**RECORDS FOR PROCESSING:**
========

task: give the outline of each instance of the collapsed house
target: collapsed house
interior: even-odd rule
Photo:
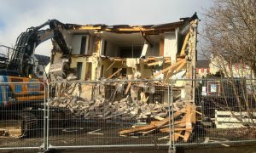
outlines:
[[[179,21],[148,26],[69,25],[61,33],[71,52],[68,71],[51,71],[51,80],[69,74],[78,80],[103,79],[163,80],[195,78],[196,60],[196,14]],[[63,62],[57,43],[53,42],[52,65]],[[65,75],[63,75],[65,73]],[[60,75],[61,74],[61,75]],[[191,82],[193,83],[193,82]],[[192,84],[186,99],[193,99]],[[178,84],[178,83],[177,83]]]
[[[170,81],[195,77],[197,25],[196,14],[161,25],[68,25],[61,31],[71,52],[68,62],[53,42],[50,78],[61,82],[51,83],[50,105],[84,119],[147,122],[167,117]],[[181,104],[193,102],[193,82],[173,85]]]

========

**AIM:** Rewrite the material above as a JSON list of strings, one string per line, with blank lines omitted. Leave the pictures out.

**EXERCISE ANSWER:**
[
  "task: give the outline of each instance of the collapsed house",
  "target: collapsed house",
  "interior: even-odd rule",
  "Photo:",
  "outlines:",
  "[[[179,21],[148,26],[69,25],[61,33],[71,52],[68,71],[51,71],[51,80],[69,74],[78,80],[103,79],[163,80],[195,78],[196,60],[196,14]],[[63,62],[57,43],[53,42],[52,65]],[[65,75],[63,75],[65,73]],[[60,75],[61,74],[61,75]],[[191,82],[193,83],[193,82]],[[192,84],[186,99],[193,99]],[[178,84],[178,83],[177,83]]]",
  "[[[170,81],[195,77],[197,25],[196,14],[161,25],[68,25],[61,31],[71,52],[68,62],[53,42],[50,78],[61,82],[51,83],[50,105],[84,119],[147,122],[167,117]],[[181,104],[193,102],[193,82],[173,85]]]"
]